Stated task: Rewrite the material below so that every occurrence of "axis-aligned rectangle" becomes "bounding box", leaving all other text unchanged.

Dataset entries:
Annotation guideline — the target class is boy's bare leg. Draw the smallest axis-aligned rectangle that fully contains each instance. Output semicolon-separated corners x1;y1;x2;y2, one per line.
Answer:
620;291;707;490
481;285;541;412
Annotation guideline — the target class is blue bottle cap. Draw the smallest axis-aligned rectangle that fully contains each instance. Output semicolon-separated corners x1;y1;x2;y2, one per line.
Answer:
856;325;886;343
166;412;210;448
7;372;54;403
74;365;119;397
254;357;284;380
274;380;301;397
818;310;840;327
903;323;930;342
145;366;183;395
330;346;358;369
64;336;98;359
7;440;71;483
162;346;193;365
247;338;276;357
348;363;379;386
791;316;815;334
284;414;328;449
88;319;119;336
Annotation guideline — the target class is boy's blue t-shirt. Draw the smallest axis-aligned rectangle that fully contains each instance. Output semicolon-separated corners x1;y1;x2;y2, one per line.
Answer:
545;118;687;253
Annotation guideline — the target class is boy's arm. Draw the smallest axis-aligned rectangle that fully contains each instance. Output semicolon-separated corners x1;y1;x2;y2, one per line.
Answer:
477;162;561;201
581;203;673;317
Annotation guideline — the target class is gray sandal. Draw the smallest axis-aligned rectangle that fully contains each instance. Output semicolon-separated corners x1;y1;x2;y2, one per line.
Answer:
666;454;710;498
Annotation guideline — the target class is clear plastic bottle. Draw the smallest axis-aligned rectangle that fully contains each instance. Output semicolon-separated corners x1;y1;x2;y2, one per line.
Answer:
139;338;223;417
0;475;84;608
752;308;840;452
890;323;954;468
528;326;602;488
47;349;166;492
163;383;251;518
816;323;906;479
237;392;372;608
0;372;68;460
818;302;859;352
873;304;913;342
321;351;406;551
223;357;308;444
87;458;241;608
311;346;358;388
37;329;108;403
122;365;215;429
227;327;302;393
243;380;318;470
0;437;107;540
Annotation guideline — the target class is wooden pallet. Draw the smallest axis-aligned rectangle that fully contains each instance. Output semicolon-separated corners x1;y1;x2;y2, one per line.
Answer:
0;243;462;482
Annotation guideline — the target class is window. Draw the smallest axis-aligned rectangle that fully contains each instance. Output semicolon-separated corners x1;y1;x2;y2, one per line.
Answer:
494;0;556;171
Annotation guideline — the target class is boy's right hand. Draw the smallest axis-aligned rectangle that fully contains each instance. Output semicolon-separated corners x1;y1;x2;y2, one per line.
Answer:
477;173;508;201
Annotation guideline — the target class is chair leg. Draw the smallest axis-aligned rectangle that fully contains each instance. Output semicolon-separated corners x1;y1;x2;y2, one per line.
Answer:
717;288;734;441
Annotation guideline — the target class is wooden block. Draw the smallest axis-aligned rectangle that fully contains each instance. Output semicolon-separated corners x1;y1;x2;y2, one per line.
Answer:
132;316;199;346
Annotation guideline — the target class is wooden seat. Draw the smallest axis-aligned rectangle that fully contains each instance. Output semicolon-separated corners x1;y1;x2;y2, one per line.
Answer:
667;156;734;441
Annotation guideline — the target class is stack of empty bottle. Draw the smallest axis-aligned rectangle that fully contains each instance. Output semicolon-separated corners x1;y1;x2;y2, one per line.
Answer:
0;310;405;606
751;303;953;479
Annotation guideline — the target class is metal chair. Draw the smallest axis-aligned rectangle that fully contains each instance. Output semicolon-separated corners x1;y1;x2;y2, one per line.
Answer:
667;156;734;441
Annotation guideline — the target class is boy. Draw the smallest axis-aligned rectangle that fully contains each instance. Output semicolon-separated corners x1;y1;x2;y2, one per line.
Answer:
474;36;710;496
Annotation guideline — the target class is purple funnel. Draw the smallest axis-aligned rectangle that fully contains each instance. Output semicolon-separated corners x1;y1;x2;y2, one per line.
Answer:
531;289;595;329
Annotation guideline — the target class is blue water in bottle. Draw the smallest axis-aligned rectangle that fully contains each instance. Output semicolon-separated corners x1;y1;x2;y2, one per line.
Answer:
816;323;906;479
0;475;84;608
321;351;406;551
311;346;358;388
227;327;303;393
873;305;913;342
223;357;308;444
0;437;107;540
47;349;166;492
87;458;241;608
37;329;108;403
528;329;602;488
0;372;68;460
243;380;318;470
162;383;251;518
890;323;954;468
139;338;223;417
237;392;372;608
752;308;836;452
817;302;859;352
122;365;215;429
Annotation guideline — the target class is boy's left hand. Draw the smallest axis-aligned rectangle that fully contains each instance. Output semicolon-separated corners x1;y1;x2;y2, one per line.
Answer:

Finished task:
Annotation guideline — the target class is boy's bare leg. Draw the smallest bounding box that fully contains each instance. Output semicolon-separated corners x1;y1;x2;y2, one per line.
Answer:
620;291;707;490
481;285;541;412
Annotation guideline — the target class is blue bottle cap. Draw the smallest bounding box that fully contains each instance. Output semicolon-separated corners x1;y1;x2;y2, one per line.
Answer:
856;325;886;343
166;412;210;448
7;372;54;403
74;365;119;397
254;357;284;380
274;380;301;397
818;310;840;327
903;323;930;342
145;366;183;395
330;346;358;369
64;336;98;359
7;440;71;483
162;346;193;365
247;338;276;357
348;363;379;386
791;316;815;334
284;414;328;449
88;319;119;336
Annotation guideline — the target class is boy's blue t-shirt. Draw the smallest bounding box that fully contains each instance. Output semicolon-separated corners x1;y1;x2;y2, one per line.
Answer:
545;118;687;253
Annotation guideline — the target class is boy's arm. Draw the smallest bounding box that fully contains each instance. Output semicolon-separated corners x1;y1;x2;y2, one per line.
Answer:
477;162;561;201
581;203;673;317
Annotation guideline — the target class is gray sandal. Draw the smallest bounding box that fully contains each instance. Output semicolon-separated corners x1;y1;x2;y2, one per line.
Answer:
666;454;710;498
Annotation guideline — the target class is clear plastic bottle. Draw the smallest bounding box that fully contains each instance. Output semicolon-separated corners x1;y1;x2;y2, one per line.
Answer:
139;338;223;417
0;475;84;608
752;308;840;452
890;323;954;468
528;326;602;488
47;349;166;492
163;383;251;518
816;323;906;479
237;392;372;608
0;372;68;460
818;302;859;352
873;304;913;342
321;351;406;551
223;357;308;444
87;458;241;608
311;346;358;388
37;329;108;403
122;365;215;429
227;327;302;393
243;380;318;470
0;437;107;540
Annotation guideline — the target class is wooden pallet. Draw the smallest bounding box that fully contains each instance. Output semicolon-separated corners x1;y1;x2;y2, one per line.
Answer:
0;243;462;482
Annotation guideline — the target class is window. Draw the smallest bounding box that fully contains each instance. Output semicolon-separated corners x1;y1;x2;y2, one per line.
Answer:
494;0;556;171
Annotation guideline — the target class is boy's right hand. Draw the smallest bounding box that fully contains each instance. Output semicolon-separated corners x1;y1;x2;y2, one per line.
Answer:
477;173;508;201
Annotation guideline — the target class is chair leg. Draw the smallest bounding box that fully contains each instance. Output semicolon-separated corners x1;y1;x2;y2, one per line.
Answer:
717;288;734;441
Annotation guideline — the target class is wooden block. Draw the smallest bounding box that fully contains each instance. Output semicolon-separated corners x1;y1;x2;y2, one per line.
Answer:
132;316;199;346
Annotation guideline — the target class is wooden seat. Draw the smallest bounding box that fully contains each instance. Output semicolon-separated corners x1;y1;x2;y2, one per line.
Answer:
667;156;734;441
Annotation guideline — the target class is stack of empty bottle. Draw the smallest bounding box that fully contains each instance. Output semicolon-separated corners x1;y1;x2;y2, one per line.
Answer:
0;310;405;606
751;303;953;479
Annotation guideline — the target class is metal chair. Draw the smallest bounding box that fully contains each instance. Output semicolon-separated corners x1;y1;x2;y2, one per line.
Answer:
667;156;734;441
Annotation guideline — the target class is boy. Draw the smallest bounding box that fully contains each instance. Output semicolon-separated corners x1;y1;x2;y2, one per line.
Answer:
474;36;710;496
Annotation guideline — the target class is purple funnel. Draw the smallest bounding box that fully contains each instance. Output semicolon-separated corners x1;y1;x2;y2, one per line.
Answer:
531;289;595;329
Annotation guideline — the target class is blue water in bottle. Draw the smallest bounding box that fully contains each instance. Output semicolon-separated corners x1;y1;x2;y2, one per line.
Answer:
816;323;906;479
0;475;84;608
321;351;406;551
311;346;358;388
227;327;303;393
873;305;913;342
223;357;308;444
0;437;107;540
47;349;166;492
87;458;241;608
37;329;108;403
528;329;602;488
0;372;68;460
243;380;318;470
162;383;251;518
890;323;954;468
139;338;223;417
237;392;372;608
752;308;836;452
817;302;859;352
122;365;215;429
Annotation guideline — the target class is boy's left hand. Draw the smallest bounding box that fully contains each instance. Output semicolon-separated corners x1;y1;x2;y2, one per line.
Answer:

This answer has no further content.